(Segmentation mask data)
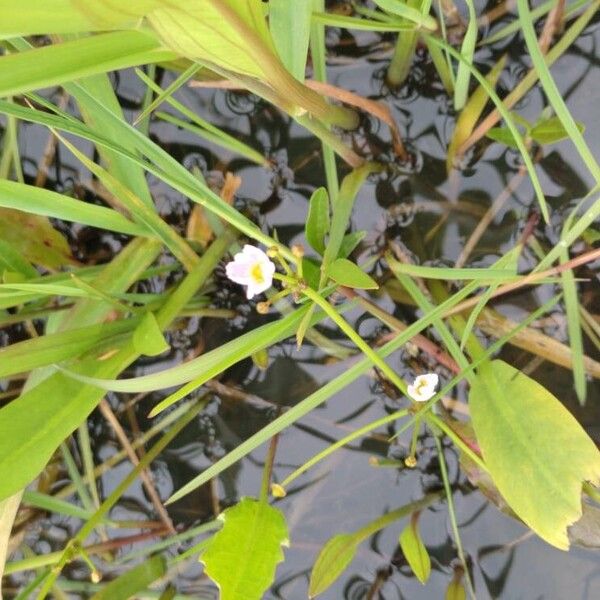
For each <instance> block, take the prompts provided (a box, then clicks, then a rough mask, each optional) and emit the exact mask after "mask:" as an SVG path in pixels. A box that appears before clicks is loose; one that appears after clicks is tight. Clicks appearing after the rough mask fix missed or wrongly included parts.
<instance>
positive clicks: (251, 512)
mask: <svg viewBox="0 0 600 600" xmlns="http://www.w3.org/2000/svg"><path fill="white" fill-rule="evenodd" d="M219 518H220V519H221V520H222V521H223V523H224V524H223V528H222V529H221V530H220V531H219V532H218V533H216V534H215V535H214V537H213V538H212V539H211V541H210V545H209V546H208V549H207V550H206V552H204V554H202V556H201V558H200V560H201V561H202V562H203V563H204V565H205V571H206V574H207V575H208V576H209V577H210V578H211V579H212V580H213V581H214V582H215V583H216V584H217V585H218V586H219V589H220V590H221V596H220V598H221V600H239V599H240V598H244V600H260V599H261V598H262V597H263V594H264V593H265V591H266V590H267V589H268V588H269V586H270V585H271V583H272V582H273V579H274V577H275V569H276V567H277V564H278V563H280V562H281V561H282V560H283V551H282V549H281V547H282V546H287V545H288V530H287V525H286V522H285V517H284V516H283V514H282V513H281V511H280V510H278V509H276V508H273V507H272V506H269V505H268V504H267V503H266V502H260V501H258V500H254V499H253V498H242V500H240V502H238V504H236V505H235V506H232V507H231V508H228V509H227V510H225V511H224V512H223V513H222V514H221V515H220V516H219Z"/></svg>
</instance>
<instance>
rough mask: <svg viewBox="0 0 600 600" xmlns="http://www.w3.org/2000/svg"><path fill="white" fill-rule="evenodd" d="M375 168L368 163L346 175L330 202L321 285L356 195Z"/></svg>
mask: <svg viewBox="0 0 600 600" xmlns="http://www.w3.org/2000/svg"><path fill="white" fill-rule="evenodd" d="M375 168H376V167H375V166H374V165H373V164H370V163H368V164H366V165H364V166H362V167H360V168H358V169H355V170H354V171H352V173H350V174H348V175H346V177H344V179H343V181H342V185H341V186H340V191H339V194H338V196H337V198H335V200H334V201H333V203H332V204H333V217H332V220H331V228H330V231H329V240H328V241H327V247H326V248H325V252H324V253H323V263H322V265H321V285H323V284H324V283H325V281H326V280H327V277H328V272H329V267H330V265H331V263H332V262H333V261H334V260H335V259H336V258H337V257H338V254H339V251H340V247H341V245H342V241H343V239H344V234H345V233H346V229H348V225H349V223H350V215H351V214H352V207H353V206H354V201H355V200H356V195H357V194H358V191H359V190H360V188H361V186H362V184H363V183H364V182H365V180H366V179H367V177H368V176H369V174H370V173H372V172H373V171H374V170H375Z"/></svg>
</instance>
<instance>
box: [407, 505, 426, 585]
mask: <svg viewBox="0 0 600 600" xmlns="http://www.w3.org/2000/svg"><path fill="white" fill-rule="evenodd" d="M418 521H419V513H418V512H415V513H413V514H412V516H411V518H410V522H409V524H408V525H407V526H406V527H405V528H404V529H403V531H402V533H401V534H400V548H402V553H403V554H404V557H405V558H406V561H407V562H408V564H409V566H410V568H411V569H412V570H413V573H414V574H415V575H416V577H417V579H418V580H419V581H420V582H421V583H425V582H426V581H427V580H428V579H429V575H430V574H431V559H430V558H429V553H428V552H427V548H425V544H424V543H423V540H422V539H421V534H420V533H419V524H418Z"/></svg>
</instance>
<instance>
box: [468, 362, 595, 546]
mask: <svg viewBox="0 0 600 600" xmlns="http://www.w3.org/2000/svg"><path fill="white" fill-rule="evenodd" d="M469 407H470V410H471V416H472V419H473V427H474V428H475V433H476V434H477V440H478V443H479V445H480V447H481V450H482V453H483V458H484V460H485V463H486V465H487V467H488V469H489V471H490V475H491V476H492V479H493V480H494V483H495V484H496V486H497V487H498V490H499V491H500V493H501V494H502V496H503V497H504V498H505V499H506V501H507V502H508V504H509V505H510V507H511V508H512V509H513V510H514V511H515V513H516V514H517V515H518V516H519V518H520V519H522V520H523V521H524V522H525V523H526V524H527V525H528V526H529V527H530V528H531V529H532V530H533V531H535V533H537V534H538V535H539V536H540V537H541V538H542V539H544V540H546V541H547V542H548V543H549V544H552V545H553V546H556V547H557V548H560V549H562V550H566V549H568V547H569V540H568V537H567V527H568V526H569V525H571V524H573V523H575V521H577V520H578V519H579V518H580V516H581V511H582V508H581V485H582V482H583V481H590V482H592V483H597V482H598V481H599V480H600V452H599V451H598V449H597V448H596V445H595V444H594V442H593V441H592V440H591V439H590V438H589V437H588V435H587V434H586V433H585V431H584V430H583V428H582V427H581V425H579V423H578V422H577V421H576V420H575V418H574V417H573V416H572V415H571V413H569V411H568V410H567V409H566V408H565V407H564V406H563V405H562V404H561V403H560V402H559V401H558V400H557V399H556V398H555V397H554V396H553V395H552V394H551V393H550V392H549V391H548V390H546V389H545V388H544V387H543V386H541V385H540V384H539V383H537V382H535V381H534V380H533V379H531V378H530V377H528V376H527V375H525V374H523V373H521V372H520V371H518V370H517V369H515V368H513V367H511V366H510V365H508V364H506V363H505V362H503V361H500V360H495V361H492V362H489V363H485V364H484V365H482V366H481V367H480V369H479V373H478V375H477V377H476V378H475V380H474V382H473V385H472V387H471V393H470V395H469Z"/></svg>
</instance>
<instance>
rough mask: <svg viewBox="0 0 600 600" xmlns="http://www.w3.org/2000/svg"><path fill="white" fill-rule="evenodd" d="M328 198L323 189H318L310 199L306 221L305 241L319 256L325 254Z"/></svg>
mask: <svg viewBox="0 0 600 600" xmlns="http://www.w3.org/2000/svg"><path fill="white" fill-rule="evenodd" d="M329 226H330V220H329V196H328V194H327V190H326V189H325V188H319V189H317V190H315V191H314V192H313V195H312V196H311V197H310V205H309V208H308V218H307V219H306V229H305V235H306V241H307V242H308V243H309V244H310V246H311V247H312V249H313V250H314V251H315V252H318V253H319V254H323V252H325V236H326V235H327V234H328V233H329Z"/></svg>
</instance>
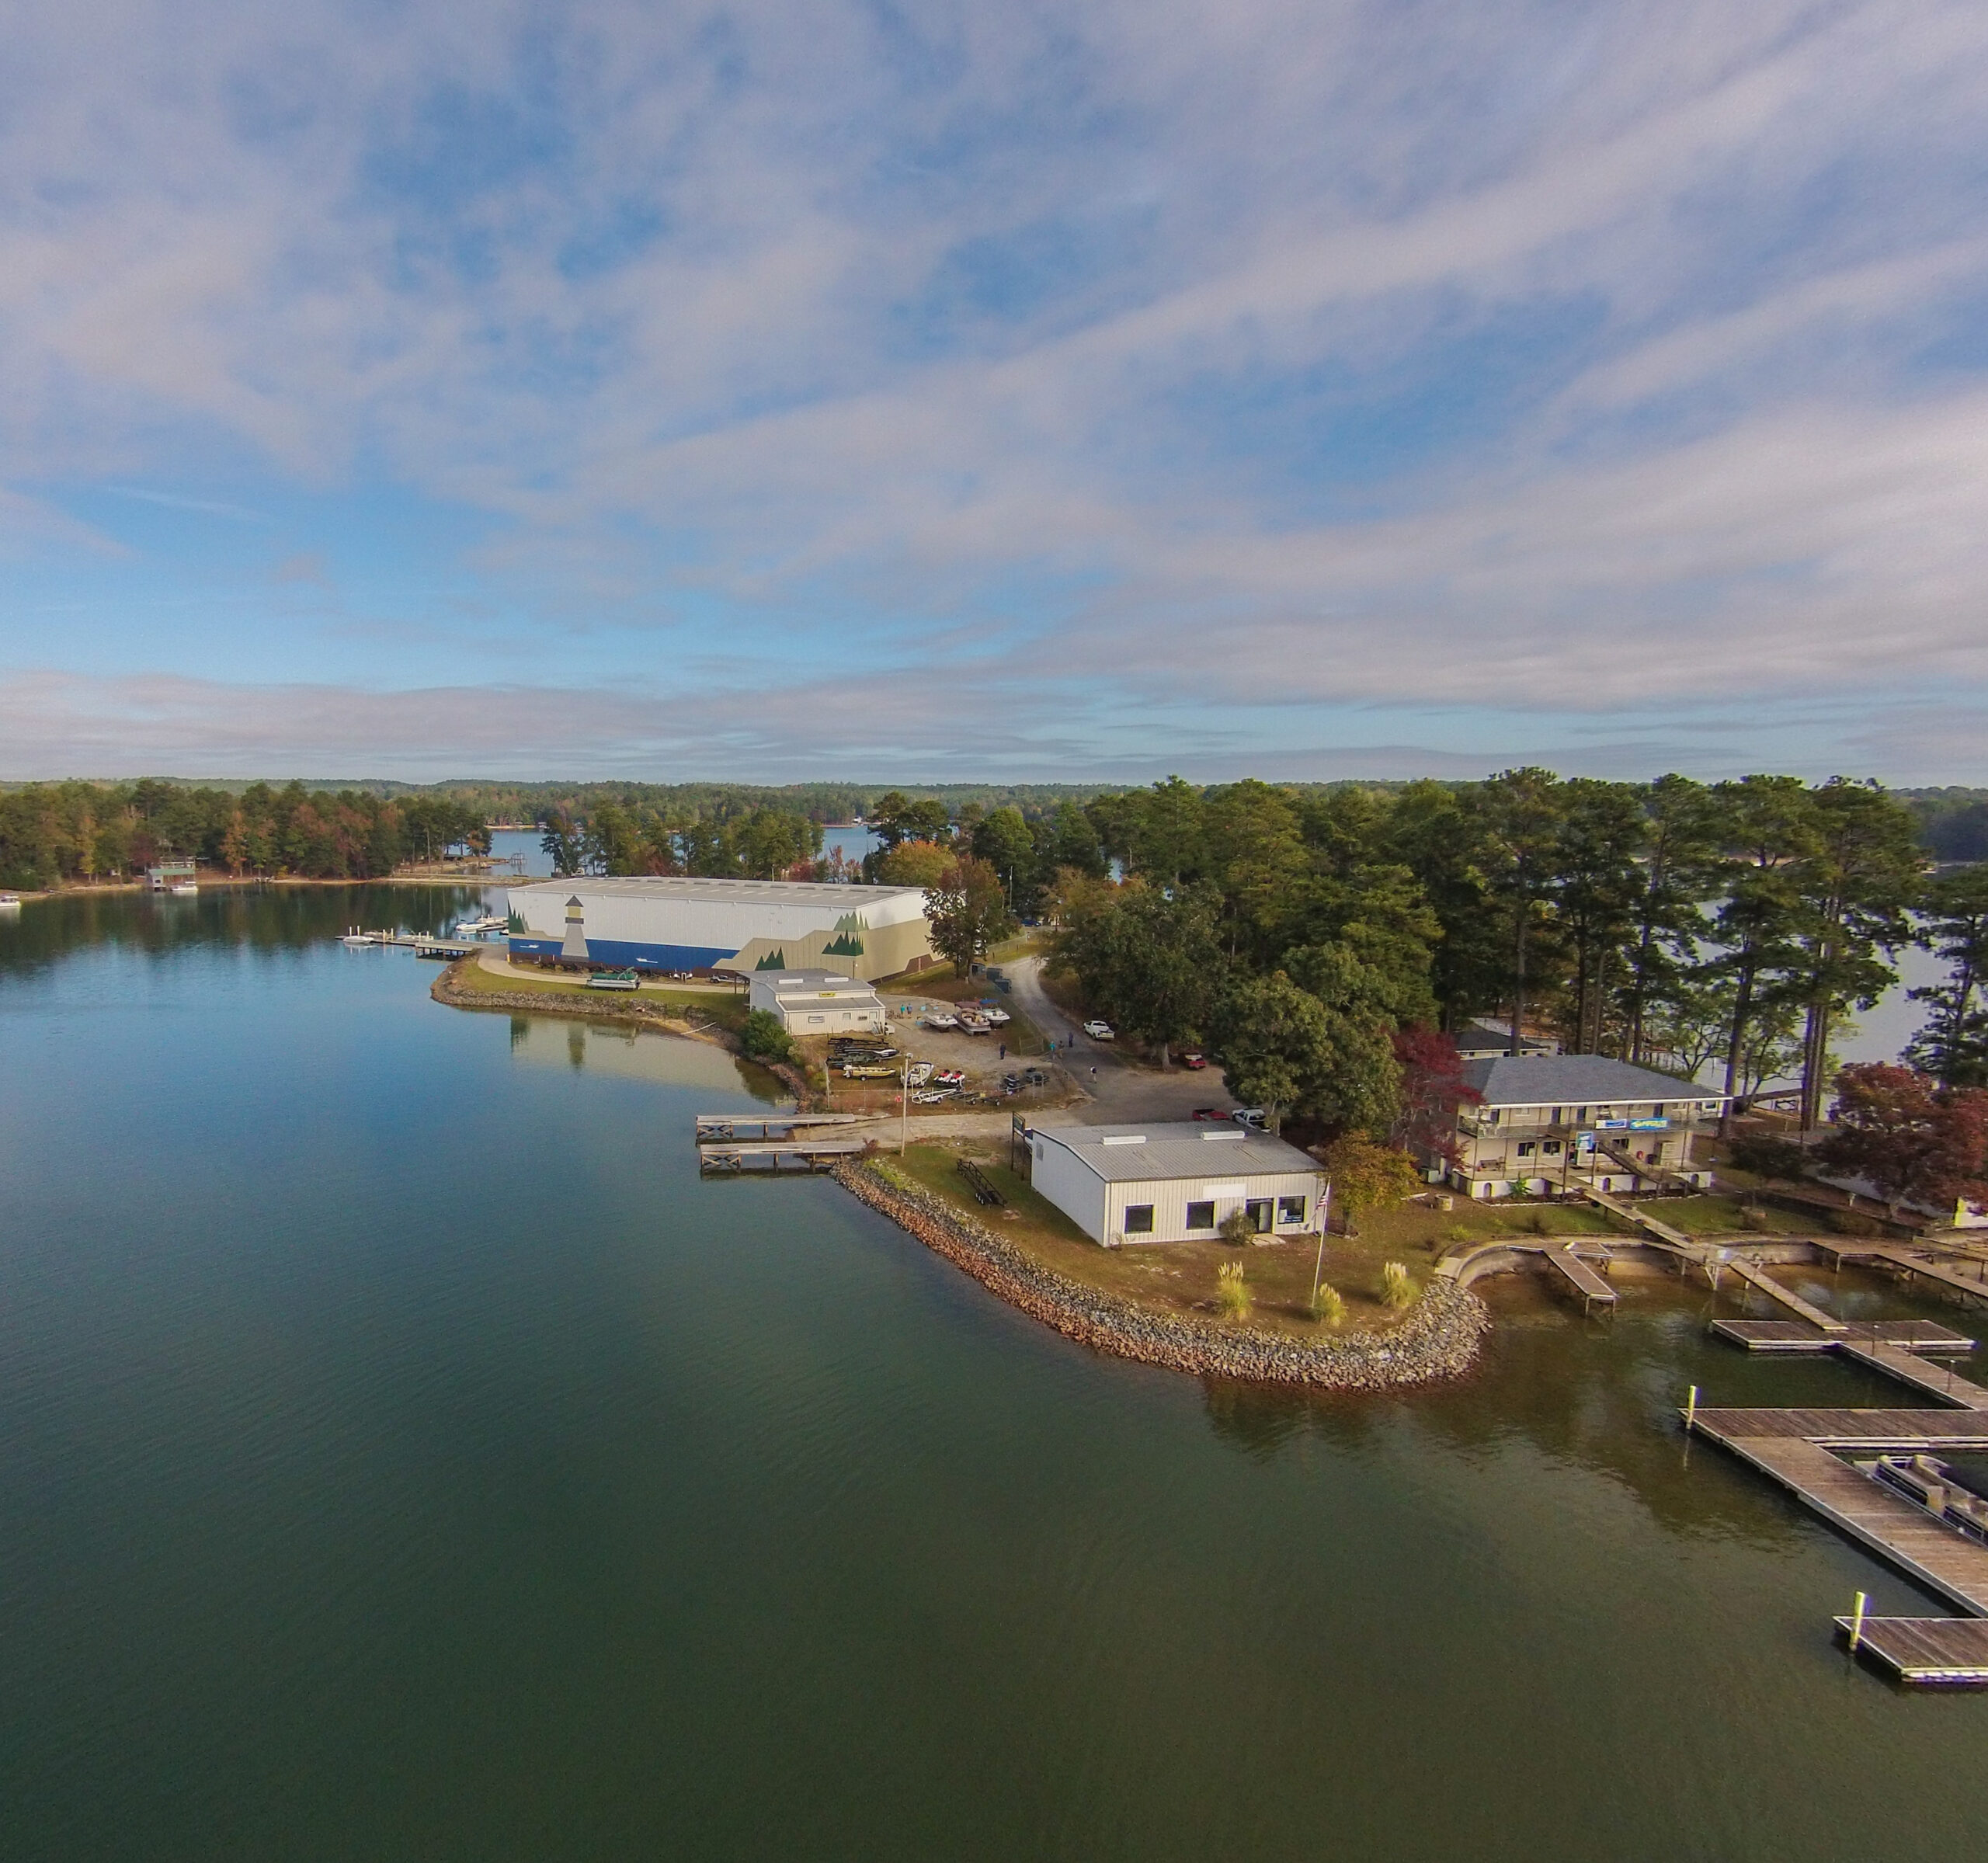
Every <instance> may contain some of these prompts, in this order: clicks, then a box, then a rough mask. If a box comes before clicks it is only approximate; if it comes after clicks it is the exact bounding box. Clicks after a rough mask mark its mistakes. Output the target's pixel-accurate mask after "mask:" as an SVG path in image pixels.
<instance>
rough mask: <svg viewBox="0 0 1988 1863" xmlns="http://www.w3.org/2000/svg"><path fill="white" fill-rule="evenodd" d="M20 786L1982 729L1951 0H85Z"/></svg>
mask: <svg viewBox="0 0 1988 1863" xmlns="http://www.w3.org/2000/svg"><path fill="white" fill-rule="evenodd" d="M6 22H8V28H6V30H8V52H6V58H4V60H0V777H22V775H50V773H135V771H141V769H157V771H179V773H217V775H225V773H306V775H406V777H441V775H630V777H650V779H676V777H692V775H740V777H765V779H793V777H803V775H841V777H859V779H861V777H889V779H911V777H930V779H936V777H960V779H964V777H1058V775H1064V777H1072V779H1097V777H1107V779H1119V777H1127V779H1145V777H1153V775H1161V773H1165V771H1169V769H1181V771H1183V773H1189V775H1201V777H1211V779H1213V777H1225V775H1237V773H1244V771H1254V773H1262V775H1272V777H1276V775H1284V777H1312V775H1362V773H1370V775H1400V773H1417V771H1431V773H1481V771H1485V769H1493V767H1499V765H1503V763H1511V762H1545V763H1553V765H1557V767H1561V769H1563V771H1592V773H1620V775H1640V773H1656V771H1662V769H1668V767H1682V769H1690V771H1696V773H1706V775H1722V773H1734V771H1743V769H1753V767H1785V769H1799V771H1807V773H1815V775H1821V773H1829V771H1839V769H1843V771H1857V773H1877V775H1885V777H1891V779H1897V781H1988V730H1984V724H1988V704H1984V698H1988V614H1984V587H1988V577H1984V571H1988V191H1984V181H1988V85H1984V82H1982V72H1984V68H1988V10H1984V8H1982V6H1980V0H1968V4H1942V0H1905V4H1901V0H1869V4H1859V0H1841V4H1795V0H1749V4H1745V6H1734V4H1732V0H1720V4H1706V0H1668V4H1662V6H1656V4H1622V0H1588V4H1555V0H1507V4H1501V6H1477V8H1459V6H1455V4H1427V0H1384V4H1374V0H1062V4H1054V6H1048V4H1044V6H1038V4H1030V0H1006V4H1000V6H986V4H956V0H924V4H911V6H899V4H893V0H761V4H755V0H745V4H718V6H698V4H670V0H648V4H618V0H563V4H557V6H555V4H543V6H541V4H505V0H453V4H431V0H398V4H396V0H368V4H332V0H284V4H282V6H272V4H268V0H256V4H229V0H173V4H163V0H161V4H153V6H147V4H137V0H66V4H62V6H40V8H28V6H14V8H8V12H6Z"/></svg>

INSTRUCTION: Select every line in the material above that contains the word "only". Case counts.

WRITTEN REPLY:
Every <instance> may contain some of these prompts, in this order: clicks, then a box, then a rough mask. If a box comes before clicks it is only approximate; if it comes after clicks it is the exact bounding box. Clicks after a rough mask mark its mistakes. Output the target's pixel-accurate mask after "mask:" as an SVG path in image pixels.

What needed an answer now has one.